GIVEN PASSAGE ▸
★ ★ ★ ★

Europe

Russian Mine Blast Kills Dozens, Among Them Rescuers

A gas buildup and explosion in a Siberian coal mine on Thursday killed at least 52 people — including six rescuers — in the country’s worst mining disaster in over a decade, Russian officials said.

The accident occurred early in the morning at the Listvyazhnaya mine in the Kemerovo region of Russia, about 2,200 miles east of Moscow, after a ventilation shaft began filling with gas, Russia’s Investigative Committee reported.

Rescue efforts at the mine, which plunges 1,300 feet into the earth, continued throughout the day even as the death toll kept rising. Miners initially considered missing were gradually shifted to the list of the dead until late Thursday, when the authorities said they had been forced to suspend rescue operations because of a high concentration of methane in the mine.

Interfax, the Russian news agency, reported that there appeared to be no hope of finding anyone else alive.

At least some of the dead were workers who suffocated. Others may have been trapped.

Specialists from Russia’s emergencies ministry took part in the rescue efforts.Credit…Alexander Patrin/Reuters

The country’s deputy prosecutor general told Interfax that a methane explosion had most likely made it impossible for the miners to get out.

One miner, Mikhail Pozdnyakov, told Channel One, Russia’s national television network, that he had heard “a loud bang” and that he “couldn’t see anything afterward.”

“Everything got filled with dust and ashes, and whoever could just fell on the ground,” Mr. Pozdnyakov said from a hospital. “Seven people got out with me and five got left there.”

Coal mine accidents have been common in Russia since Soviet times, with some attributed to the sporadic enforcement of regulations.

This year alone, several government agencies have checked the Listvyazhnaya mine dozens of times. They discovered hundreds of violations, issued fines and even ordered work suspended, Russia’s technology watchdog said in a statement.

But the mine was open for business Thursday, and by the end of the day, dozens were dead.

The Investigative Committee said it had opened a criminal investigation into the disaster and had already arrested the mine’s director, his deputy and the head of the mine’s sector where the incident occurred.

The Kemerovo region accounts for more than half of coal produced in Russia. It has also been the site of some of the worst mining accidents.

In 2007, an explosion at the Ulyanovskaya mine killed more than 100 people. In 2010, more than 90 were killed in two explosions at the Raskadskaya mine. In 2004, 13 miners died at the same mine where the explosion occurred Thursday.

★ ★ ★ ★

GIVEN RECORDS ▸
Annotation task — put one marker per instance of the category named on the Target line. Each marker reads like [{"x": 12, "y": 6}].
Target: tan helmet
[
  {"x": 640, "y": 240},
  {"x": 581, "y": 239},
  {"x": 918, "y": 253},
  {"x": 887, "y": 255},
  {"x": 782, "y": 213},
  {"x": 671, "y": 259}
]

★ ★ ★ ★

WORK TO BE COMPLETED ▸
Set down word for word the portion of the mine-blast article starting at "This year alone, several" and ending at "the incident occurred.".

ANSWER SECTION ▸
This year alone, several government agencies have checked the Listvyazhnaya mine dozens of times. They discovered hundreds of violations, issued fines and even ordered work suspended, Russia’s technology watchdog said in a statement.

But the mine was open for business Thursday, and by the end of the day, dozens were dead.

The Investigative Committee said it had opened a criminal investigation into the disaster and had already arrested the mine’s director, his deputy and the head of the mine’s sector where the incident occurred.